**Data for processing**

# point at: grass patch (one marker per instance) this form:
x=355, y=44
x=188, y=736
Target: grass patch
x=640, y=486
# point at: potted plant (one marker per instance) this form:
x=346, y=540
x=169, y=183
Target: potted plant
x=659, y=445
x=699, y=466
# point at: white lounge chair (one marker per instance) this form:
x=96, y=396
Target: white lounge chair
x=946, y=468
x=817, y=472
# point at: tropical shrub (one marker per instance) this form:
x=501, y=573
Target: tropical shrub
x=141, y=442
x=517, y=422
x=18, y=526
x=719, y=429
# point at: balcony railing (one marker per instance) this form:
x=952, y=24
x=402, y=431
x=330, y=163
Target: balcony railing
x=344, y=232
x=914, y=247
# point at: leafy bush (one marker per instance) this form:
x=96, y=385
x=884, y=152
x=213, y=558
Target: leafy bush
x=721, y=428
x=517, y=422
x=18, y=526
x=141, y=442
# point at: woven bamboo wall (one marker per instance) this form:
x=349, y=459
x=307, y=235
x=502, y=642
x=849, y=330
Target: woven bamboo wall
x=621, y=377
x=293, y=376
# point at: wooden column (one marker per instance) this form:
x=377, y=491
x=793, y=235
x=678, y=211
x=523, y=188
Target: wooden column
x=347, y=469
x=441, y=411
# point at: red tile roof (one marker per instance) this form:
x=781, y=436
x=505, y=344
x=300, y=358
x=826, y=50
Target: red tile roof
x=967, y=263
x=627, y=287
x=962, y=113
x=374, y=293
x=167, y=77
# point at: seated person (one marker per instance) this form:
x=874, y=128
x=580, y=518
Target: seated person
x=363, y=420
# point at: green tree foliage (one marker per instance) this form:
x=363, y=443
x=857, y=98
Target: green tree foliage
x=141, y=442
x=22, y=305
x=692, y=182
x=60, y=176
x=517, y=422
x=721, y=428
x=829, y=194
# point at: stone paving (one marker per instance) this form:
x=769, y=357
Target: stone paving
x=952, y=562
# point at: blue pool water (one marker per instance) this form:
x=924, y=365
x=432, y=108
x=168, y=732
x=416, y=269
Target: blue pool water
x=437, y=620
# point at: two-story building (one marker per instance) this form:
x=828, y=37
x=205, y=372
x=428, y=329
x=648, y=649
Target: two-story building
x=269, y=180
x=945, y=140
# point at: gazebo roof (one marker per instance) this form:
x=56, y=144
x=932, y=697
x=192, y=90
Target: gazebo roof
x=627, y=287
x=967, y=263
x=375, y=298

**Exercise instructions**
Write out all the records above again, swapping "one marker per instance" for "one point per item" wherever it occurs and leaving everything else unchanged.

**Full response**
# point at: grass patch (one point per item) this form:
x=355, y=44
x=188, y=736
Target: grass patch
x=640, y=486
# point at: potted plant (one point per item) this form:
x=346, y=540
x=169, y=183
Target: potted plant
x=659, y=445
x=699, y=466
# point at: white lounge chair (one point per item) this form:
x=96, y=396
Target: white lounge chair
x=946, y=468
x=817, y=472
# point at: tropical shrub (one point per item) this form:
x=501, y=573
Target: tropical shrub
x=141, y=442
x=517, y=422
x=18, y=526
x=719, y=429
# point at: balcony railing (one point per item) this form:
x=952, y=24
x=402, y=431
x=330, y=163
Target: balcony railing
x=344, y=232
x=914, y=247
# point at: leafy bush (one point per item) this form:
x=96, y=385
x=884, y=152
x=213, y=558
Target: leafy bush
x=721, y=428
x=517, y=422
x=18, y=526
x=141, y=442
# point at: woven bamboo wall (one point per item) this form:
x=349, y=459
x=307, y=235
x=502, y=642
x=849, y=330
Target: woven bamboo wall
x=621, y=377
x=293, y=376
# point at: wooden column (one point per item) this form:
x=377, y=491
x=793, y=235
x=678, y=211
x=523, y=188
Target: wooden column
x=347, y=469
x=441, y=411
# point at: red tile roof (one point per item) this form:
x=781, y=436
x=505, y=344
x=300, y=358
x=826, y=50
Target: red tile roof
x=967, y=263
x=627, y=287
x=962, y=113
x=374, y=293
x=167, y=77
# point at: seated person (one point per item) this form:
x=874, y=128
x=580, y=518
Target: seated person
x=363, y=420
# point at: green tree foliage (one point per item) this form:
x=363, y=443
x=857, y=98
Target: green tree foliage
x=141, y=442
x=22, y=305
x=692, y=182
x=60, y=176
x=517, y=422
x=721, y=428
x=829, y=194
# point at: stone paving (one point per item) this form:
x=769, y=357
Target: stone paving
x=952, y=562
# point at: blue pool water (one point per item) this form:
x=924, y=365
x=432, y=108
x=168, y=732
x=416, y=269
Target: blue pool water
x=437, y=620
# point at: two-story building (one point per item) this form:
x=828, y=37
x=205, y=372
x=428, y=329
x=648, y=649
Target: two-story building
x=269, y=180
x=945, y=140
# point at: gazebo roof (one point per item) this form:
x=56, y=144
x=932, y=697
x=192, y=90
Target: gazebo roof
x=627, y=287
x=967, y=263
x=375, y=298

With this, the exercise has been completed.